§ Source extract:
-- START --

At last we crossed, and dipped into and beyond a grove of trees.

We were on the other side, inside a lovely expanse called Wolfe Park, where blacks rarely ventured.

I don't think I had ever seen anything so lovely, so green, so cool in the shade. There was a basketball court. And nets on the rims! We proceeded to play and laugh, feeling like adventurers, explorers. Like spies even: We were not supposed to be here. And when we stopped, from exhaustion, we explored some more, walking and gazing around the area. There stood St. Charles High, a prep school on beautifully manicured grounds; there sat houses with tall windows and circular driveways; there sat tennis courts. It was a Columbus we didn't know. We had slipped through an Ozlike curtain, into the neighborhood of Bexley -- fancy, well tended and, to us, somewhat intimidating.

You'd wonder: How do you get to this side of town?

Then came the legal decision that stunned the town fathers: In 1977, U.S. District Judge Robert Duncan, who was appointed to the bench by Richard Nixon, ruled that the Columbus schools had "intentionally aggravated, rather than alleviated" racial segregation. (His decision cited both schools I had attended: Monroe and East.) Ordering the school system to adopt a busing plan, he wrote, "Firm action is needed when the horse won't drink the water." There were appeals, which were lost, and Duncan's ruling went into effect in 1979.

By then I had graduated from college.

It was a momentous decision, and acquaintances of mine were constantly talking about it. In the years to come, the decision would scoop up a boatload of my nieces and nephews.

-- END --

§ What is needed: Continue the passage about Wolfe Park and the 1977 Columbus school desegregation ruling, starting after its final sentence.

§ Supplied records:
-- START --

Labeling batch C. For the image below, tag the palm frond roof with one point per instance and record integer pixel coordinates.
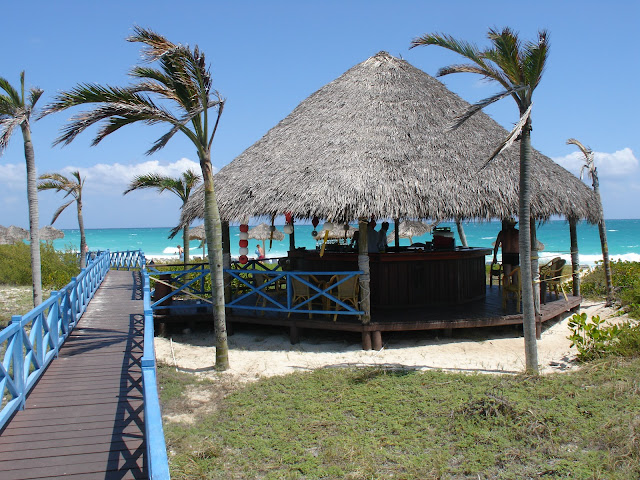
(376, 142)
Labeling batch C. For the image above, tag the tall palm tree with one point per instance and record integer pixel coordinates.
(182, 87)
(518, 69)
(592, 171)
(15, 110)
(73, 188)
(181, 186)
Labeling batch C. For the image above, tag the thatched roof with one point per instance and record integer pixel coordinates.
(376, 141)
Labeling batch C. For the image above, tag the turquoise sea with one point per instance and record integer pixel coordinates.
(623, 237)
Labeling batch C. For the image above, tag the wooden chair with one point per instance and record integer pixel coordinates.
(512, 283)
(347, 291)
(495, 271)
(551, 278)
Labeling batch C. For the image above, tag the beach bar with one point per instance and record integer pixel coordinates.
(376, 143)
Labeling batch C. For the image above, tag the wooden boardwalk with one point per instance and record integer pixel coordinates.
(84, 418)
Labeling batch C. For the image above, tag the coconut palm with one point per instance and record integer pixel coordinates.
(592, 171)
(15, 110)
(179, 94)
(71, 187)
(181, 186)
(518, 68)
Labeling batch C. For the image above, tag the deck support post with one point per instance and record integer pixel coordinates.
(535, 269)
(363, 264)
(575, 258)
(366, 340)
(376, 340)
(294, 334)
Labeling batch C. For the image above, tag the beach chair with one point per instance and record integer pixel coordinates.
(495, 270)
(347, 291)
(551, 278)
(512, 284)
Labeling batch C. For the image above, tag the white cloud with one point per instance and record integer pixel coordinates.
(116, 177)
(619, 164)
(13, 176)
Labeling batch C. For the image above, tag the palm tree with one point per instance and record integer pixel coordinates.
(16, 111)
(182, 88)
(60, 183)
(518, 69)
(592, 171)
(181, 186)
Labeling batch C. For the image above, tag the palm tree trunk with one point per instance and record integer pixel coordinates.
(463, 237)
(213, 229)
(32, 197)
(602, 229)
(83, 240)
(528, 308)
(185, 245)
(575, 258)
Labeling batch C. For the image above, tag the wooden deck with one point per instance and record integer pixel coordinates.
(483, 312)
(84, 418)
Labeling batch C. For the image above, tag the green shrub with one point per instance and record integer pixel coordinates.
(626, 285)
(57, 267)
(593, 339)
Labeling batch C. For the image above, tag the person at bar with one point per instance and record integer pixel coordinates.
(508, 239)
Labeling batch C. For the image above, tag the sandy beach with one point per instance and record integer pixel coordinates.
(257, 352)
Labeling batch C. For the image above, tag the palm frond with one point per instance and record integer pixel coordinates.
(13, 94)
(515, 133)
(34, 96)
(7, 127)
(60, 209)
(476, 107)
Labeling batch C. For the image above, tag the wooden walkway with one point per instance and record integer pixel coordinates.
(84, 418)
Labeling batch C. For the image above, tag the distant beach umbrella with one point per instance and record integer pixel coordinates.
(411, 228)
(49, 234)
(263, 232)
(12, 234)
(198, 233)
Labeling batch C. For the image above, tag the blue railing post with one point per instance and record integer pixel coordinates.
(18, 362)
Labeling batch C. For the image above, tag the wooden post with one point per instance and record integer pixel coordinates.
(292, 237)
(463, 237)
(396, 232)
(376, 340)
(226, 263)
(575, 257)
(365, 278)
(535, 266)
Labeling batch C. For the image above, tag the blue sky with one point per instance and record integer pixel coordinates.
(267, 57)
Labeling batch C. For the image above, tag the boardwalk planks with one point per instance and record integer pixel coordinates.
(84, 418)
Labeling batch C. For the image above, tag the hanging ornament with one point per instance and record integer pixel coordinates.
(243, 244)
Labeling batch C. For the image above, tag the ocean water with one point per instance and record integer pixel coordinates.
(623, 238)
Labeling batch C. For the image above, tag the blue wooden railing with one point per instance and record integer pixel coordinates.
(157, 461)
(257, 288)
(31, 341)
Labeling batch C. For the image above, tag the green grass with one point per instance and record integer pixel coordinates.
(381, 424)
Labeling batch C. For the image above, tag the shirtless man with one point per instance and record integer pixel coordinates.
(508, 239)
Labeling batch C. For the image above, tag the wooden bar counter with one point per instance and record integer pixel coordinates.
(409, 277)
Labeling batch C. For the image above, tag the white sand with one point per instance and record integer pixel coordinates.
(261, 352)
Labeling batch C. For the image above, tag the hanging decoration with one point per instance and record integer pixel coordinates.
(288, 228)
(244, 244)
(327, 227)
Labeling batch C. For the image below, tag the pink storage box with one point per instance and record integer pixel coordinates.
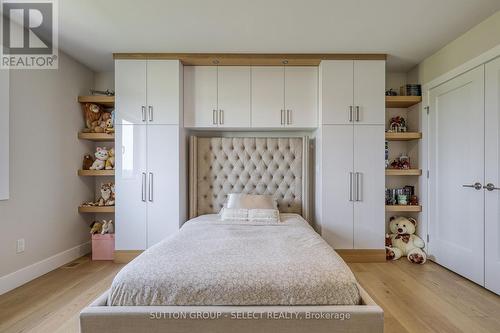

-- END --

§ Written answer:
"It was a great decision," says Carol Tyler, now retired from nonprofit work in the city and whose family operated a popular drugstore on Mount Vernon Avenue.

But Tyler, like others, lamented one visceral reaction to the decision: "There was white flight like you wouldn't believe," she remembers.

As for Judge Duncan, he is now off the bench. He lectures, does some writing. The U.S. Supreme Court's recent 5 to 4 ruling disheartened him. "I was disappointed in the decision but not surprised by it," he says, citing other rulings that have seemed to thwart efforts to redress past inequalities. "Education, at least to me, is best done in a diverse setting."

One of the most pernicious practices in Columbus, he says, was that education officials continued to assign black teachers to black schools, but precious few black teachers to white schools. "In the '60s and '70s, when Columbus experienced meteoric growth, the schools became even more segregated," he says.